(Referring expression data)
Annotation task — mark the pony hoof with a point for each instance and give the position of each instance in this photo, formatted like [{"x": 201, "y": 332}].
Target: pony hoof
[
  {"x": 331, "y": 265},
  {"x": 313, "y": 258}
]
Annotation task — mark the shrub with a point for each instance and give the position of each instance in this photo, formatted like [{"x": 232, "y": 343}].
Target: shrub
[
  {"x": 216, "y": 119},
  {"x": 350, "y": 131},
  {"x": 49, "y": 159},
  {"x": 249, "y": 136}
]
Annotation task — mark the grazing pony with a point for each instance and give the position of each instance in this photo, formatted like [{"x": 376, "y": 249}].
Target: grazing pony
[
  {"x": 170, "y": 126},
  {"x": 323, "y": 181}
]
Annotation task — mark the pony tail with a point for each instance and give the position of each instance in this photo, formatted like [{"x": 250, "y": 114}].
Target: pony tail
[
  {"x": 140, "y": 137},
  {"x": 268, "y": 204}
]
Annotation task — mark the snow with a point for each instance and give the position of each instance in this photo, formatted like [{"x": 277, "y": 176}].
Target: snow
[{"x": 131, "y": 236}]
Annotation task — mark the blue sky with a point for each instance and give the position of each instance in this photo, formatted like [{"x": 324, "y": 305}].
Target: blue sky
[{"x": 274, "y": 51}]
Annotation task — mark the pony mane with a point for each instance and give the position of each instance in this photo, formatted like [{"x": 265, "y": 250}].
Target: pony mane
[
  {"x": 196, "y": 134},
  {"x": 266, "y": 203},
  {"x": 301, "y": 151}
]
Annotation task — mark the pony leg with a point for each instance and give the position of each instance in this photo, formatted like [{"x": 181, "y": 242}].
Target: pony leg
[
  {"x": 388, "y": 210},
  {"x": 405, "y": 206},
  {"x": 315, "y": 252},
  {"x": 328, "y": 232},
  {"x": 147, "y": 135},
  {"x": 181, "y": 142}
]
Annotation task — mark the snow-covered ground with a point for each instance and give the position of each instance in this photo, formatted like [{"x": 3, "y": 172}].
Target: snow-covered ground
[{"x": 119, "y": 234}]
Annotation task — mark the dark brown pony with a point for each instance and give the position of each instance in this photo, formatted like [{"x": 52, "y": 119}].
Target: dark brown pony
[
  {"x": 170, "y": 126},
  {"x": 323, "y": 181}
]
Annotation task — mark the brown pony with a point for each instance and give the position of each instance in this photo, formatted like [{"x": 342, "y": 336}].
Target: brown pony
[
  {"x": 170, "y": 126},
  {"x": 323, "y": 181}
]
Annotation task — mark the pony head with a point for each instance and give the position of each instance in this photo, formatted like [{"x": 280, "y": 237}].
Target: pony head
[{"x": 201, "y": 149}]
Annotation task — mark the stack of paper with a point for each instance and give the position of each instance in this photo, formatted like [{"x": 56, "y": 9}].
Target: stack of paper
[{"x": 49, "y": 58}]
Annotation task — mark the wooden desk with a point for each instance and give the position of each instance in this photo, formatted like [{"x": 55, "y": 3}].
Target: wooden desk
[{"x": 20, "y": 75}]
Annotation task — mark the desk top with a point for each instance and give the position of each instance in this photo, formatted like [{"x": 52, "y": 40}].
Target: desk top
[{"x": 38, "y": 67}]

PROBLEM:
Transcribe exactly, please, the lines from the one with "Annotation task — mark the pony head" to the last line of the entries above, ends included.

YOUR RESPONSE:
Annotation task — mark the pony head with a point for each instance and give the position of each instance in this photo, formatted like [{"x": 280, "y": 237}].
Target: pony head
[{"x": 201, "y": 149}]
Annotation task — mark the stack of paper with a point for each instance and give the position of each instance in this photo, formatted like [{"x": 56, "y": 9}].
Target: stack of paper
[{"x": 49, "y": 58}]
Annotation task — mark the wooden desk with a point for each instance and give the position of each instance in this photo, formatted like [{"x": 55, "y": 3}].
Target: wooden desk
[{"x": 20, "y": 75}]
Annotation task — mark the desk top with a point for each instance and give the position of each instance in this photo, formatted like [{"x": 52, "y": 40}].
Target: desk top
[{"x": 38, "y": 67}]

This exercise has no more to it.